Records for this task =>
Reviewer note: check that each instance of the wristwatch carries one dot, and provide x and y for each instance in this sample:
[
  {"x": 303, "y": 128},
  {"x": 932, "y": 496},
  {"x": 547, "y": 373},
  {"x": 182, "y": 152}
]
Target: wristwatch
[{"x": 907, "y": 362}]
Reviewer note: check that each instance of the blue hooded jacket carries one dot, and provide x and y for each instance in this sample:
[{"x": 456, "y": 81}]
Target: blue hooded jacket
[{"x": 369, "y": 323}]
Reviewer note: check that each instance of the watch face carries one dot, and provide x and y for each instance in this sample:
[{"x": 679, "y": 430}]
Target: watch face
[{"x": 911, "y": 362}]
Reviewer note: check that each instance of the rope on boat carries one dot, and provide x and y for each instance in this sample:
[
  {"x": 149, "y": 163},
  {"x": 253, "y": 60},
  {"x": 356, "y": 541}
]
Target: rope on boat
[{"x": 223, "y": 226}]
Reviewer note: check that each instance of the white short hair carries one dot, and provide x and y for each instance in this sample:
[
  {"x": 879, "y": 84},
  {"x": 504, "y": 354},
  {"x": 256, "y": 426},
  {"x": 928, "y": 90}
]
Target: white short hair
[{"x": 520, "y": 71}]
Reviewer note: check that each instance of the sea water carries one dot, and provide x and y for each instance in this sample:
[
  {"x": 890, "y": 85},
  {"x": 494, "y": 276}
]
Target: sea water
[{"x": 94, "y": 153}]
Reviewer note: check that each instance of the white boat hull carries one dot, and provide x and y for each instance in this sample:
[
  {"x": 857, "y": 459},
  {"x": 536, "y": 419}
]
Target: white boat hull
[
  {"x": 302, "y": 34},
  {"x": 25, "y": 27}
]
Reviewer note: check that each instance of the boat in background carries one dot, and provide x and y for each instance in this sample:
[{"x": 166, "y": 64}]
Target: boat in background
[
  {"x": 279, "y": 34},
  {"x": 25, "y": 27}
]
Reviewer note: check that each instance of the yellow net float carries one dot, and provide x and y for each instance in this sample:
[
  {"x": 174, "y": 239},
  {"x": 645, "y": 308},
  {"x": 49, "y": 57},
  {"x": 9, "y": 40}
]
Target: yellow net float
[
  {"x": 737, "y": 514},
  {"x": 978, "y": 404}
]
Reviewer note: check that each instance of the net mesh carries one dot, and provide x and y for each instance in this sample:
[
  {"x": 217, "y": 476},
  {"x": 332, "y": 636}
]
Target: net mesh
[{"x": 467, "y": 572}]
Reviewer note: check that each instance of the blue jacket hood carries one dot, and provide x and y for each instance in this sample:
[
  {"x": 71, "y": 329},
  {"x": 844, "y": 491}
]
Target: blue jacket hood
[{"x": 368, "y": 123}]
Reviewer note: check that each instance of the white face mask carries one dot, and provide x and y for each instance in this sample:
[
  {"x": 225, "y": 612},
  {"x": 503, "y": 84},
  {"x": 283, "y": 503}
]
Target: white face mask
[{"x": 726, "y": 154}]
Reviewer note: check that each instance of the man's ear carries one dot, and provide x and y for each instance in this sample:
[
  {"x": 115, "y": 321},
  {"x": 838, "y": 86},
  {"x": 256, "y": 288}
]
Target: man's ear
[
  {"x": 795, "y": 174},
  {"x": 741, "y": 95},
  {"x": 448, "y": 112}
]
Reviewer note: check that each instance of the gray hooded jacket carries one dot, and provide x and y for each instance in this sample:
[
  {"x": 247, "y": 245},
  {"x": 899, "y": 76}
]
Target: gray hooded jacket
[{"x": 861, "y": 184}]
---
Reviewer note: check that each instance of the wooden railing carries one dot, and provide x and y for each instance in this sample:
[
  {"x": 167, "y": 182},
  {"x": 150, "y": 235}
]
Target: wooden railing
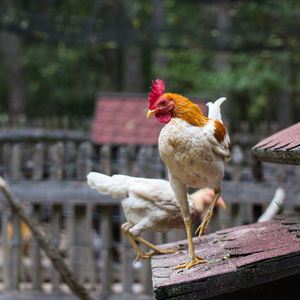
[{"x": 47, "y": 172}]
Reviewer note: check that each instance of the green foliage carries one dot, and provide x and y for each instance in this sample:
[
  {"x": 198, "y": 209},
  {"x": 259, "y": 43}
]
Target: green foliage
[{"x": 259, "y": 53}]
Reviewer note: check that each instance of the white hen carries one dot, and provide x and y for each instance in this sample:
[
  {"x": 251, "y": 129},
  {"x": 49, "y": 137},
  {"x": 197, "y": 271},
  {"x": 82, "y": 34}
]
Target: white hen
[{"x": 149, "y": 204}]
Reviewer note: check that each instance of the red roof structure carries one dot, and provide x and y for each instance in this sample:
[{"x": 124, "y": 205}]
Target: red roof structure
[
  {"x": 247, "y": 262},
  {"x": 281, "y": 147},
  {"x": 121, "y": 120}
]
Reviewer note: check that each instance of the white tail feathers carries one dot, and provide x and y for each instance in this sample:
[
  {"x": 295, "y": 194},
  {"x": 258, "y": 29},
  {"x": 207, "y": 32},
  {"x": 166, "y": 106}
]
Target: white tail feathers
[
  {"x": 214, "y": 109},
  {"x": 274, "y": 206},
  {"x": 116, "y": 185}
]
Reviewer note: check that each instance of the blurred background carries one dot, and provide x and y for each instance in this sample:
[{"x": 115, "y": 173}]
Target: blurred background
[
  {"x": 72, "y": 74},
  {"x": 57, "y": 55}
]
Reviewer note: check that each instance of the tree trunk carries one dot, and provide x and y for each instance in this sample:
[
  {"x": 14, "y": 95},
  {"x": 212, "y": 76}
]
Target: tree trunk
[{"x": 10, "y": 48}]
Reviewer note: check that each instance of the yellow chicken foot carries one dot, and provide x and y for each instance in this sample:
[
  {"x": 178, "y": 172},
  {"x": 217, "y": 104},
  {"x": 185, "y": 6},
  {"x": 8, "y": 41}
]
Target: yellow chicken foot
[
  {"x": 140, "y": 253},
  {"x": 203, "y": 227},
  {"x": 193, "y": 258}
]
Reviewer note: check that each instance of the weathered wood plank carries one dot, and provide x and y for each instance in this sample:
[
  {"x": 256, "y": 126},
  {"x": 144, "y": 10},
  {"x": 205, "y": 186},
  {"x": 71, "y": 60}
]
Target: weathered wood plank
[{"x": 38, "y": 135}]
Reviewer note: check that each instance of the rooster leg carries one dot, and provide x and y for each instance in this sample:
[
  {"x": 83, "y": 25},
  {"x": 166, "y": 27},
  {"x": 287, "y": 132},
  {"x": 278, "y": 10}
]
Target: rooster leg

What the exercise asks => Identify every line in the listing above that contains the string "mesh", and copy each of those lines in full. Case counts.

Output =>
Reviewer note: check that each instance of the net mesh carries one dot, and provide x and y for each instance in this sample:
Target: net mesh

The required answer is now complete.